The problem: Every line of the material that follows must be printed again exactly.

Given data:
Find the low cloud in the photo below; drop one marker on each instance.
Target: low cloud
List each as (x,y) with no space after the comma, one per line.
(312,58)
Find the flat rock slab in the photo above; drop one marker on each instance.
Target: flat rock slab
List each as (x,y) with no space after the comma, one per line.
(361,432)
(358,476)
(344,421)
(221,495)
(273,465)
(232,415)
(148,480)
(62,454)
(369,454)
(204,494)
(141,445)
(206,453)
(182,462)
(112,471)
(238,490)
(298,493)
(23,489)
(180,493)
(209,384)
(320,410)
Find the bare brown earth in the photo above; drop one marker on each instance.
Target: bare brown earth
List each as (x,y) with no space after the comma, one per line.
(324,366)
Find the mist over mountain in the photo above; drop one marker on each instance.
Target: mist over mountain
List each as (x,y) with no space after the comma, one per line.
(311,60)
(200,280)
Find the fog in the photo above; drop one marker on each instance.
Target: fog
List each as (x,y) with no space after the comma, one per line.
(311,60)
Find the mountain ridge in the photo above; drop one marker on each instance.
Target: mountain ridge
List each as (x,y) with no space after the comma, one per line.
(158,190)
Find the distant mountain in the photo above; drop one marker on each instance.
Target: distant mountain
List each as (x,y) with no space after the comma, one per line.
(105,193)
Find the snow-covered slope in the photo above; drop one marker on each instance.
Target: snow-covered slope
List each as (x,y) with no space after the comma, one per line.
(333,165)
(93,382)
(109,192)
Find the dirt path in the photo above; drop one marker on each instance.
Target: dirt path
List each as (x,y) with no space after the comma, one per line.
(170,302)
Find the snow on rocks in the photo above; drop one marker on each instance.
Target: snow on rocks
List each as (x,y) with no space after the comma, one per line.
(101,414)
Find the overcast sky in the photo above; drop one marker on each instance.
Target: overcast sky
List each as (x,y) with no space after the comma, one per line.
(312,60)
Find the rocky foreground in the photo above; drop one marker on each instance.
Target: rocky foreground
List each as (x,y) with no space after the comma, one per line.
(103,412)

Exercise solution:
Find the low cloud in the photo below; drop one marker on each instance.
Target: low cloud
List each as (x,y) with no space after the comma, one per line.
(312,58)
Find the flat rock slab in the photo above; drop one marker on each instance.
Target: flat rock slab
List each as (x,y) with no space after the comma, one per line.
(361,432)
(358,476)
(344,421)
(221,495)
(273,465)
(232,415)
(148,480)
(62,454)
(369,454)
(204,494)
(141,445)
(206,453)
(182,462)
(112,471)
(238,490)
(298,493)
(23,489)
(180,493)
(209,384)
(320,410)
Find the bare brown earth in the photo above; drop one marker on each instance.
Target: bare brown earth
List each as (x,y) with no space after the comma, one per line.
(324,366)
Find the mist over mountain in the photo above; drop one marker on each instance.
Target: mist over mountain
List each as (x,y) with no space after the comma, one per line.
(311,60)
(200,280)
Find the fog in the photo above; drop one marker on each instance.
Target: fog
List each as (x,y) with no space after the comma, one per line.
(311,60)
Find the mountain ridge in the photo above; drop one marker on each instance.
Target: mountain ridge
List each as (x,y) with no space after the comma, one per line.
(158,190)
Find the distant mountain in the photo above; drop one marker on each instance.
Target: distant mountain
List each as (x,y) with no space after the comma, one per line.
(105,193)
Find the snow-covered slope in the photo above; drop one marker on each instance.
Target: snow-covered slope
List each as (x,y) with no space after the comma, one per line.
(333,165)
(93,382)
(109,192)
Find the dirt path in the photo above; drop one marker on each instance.
Target: dirt path
List each as (x,y) with no space after the comma, one per line.
(170,302)
Find the snow on rocks in the photo above; drop one marker on each instance.
Target: snow on rocks
List each as (x,y) with no space after the comma, one per line.
(101,414)
Find the overcast sky in the photo above; drop one marker on each instance.
Target: overcast sky
List each as (x,y) with no space after the comma, one per line.
(312,60)
Find the rocky foreground in the photo above; drop one marker on each instance.
Target: rocky foreground
List each as (x,y) with no space after the comma, one per line.
(103,412)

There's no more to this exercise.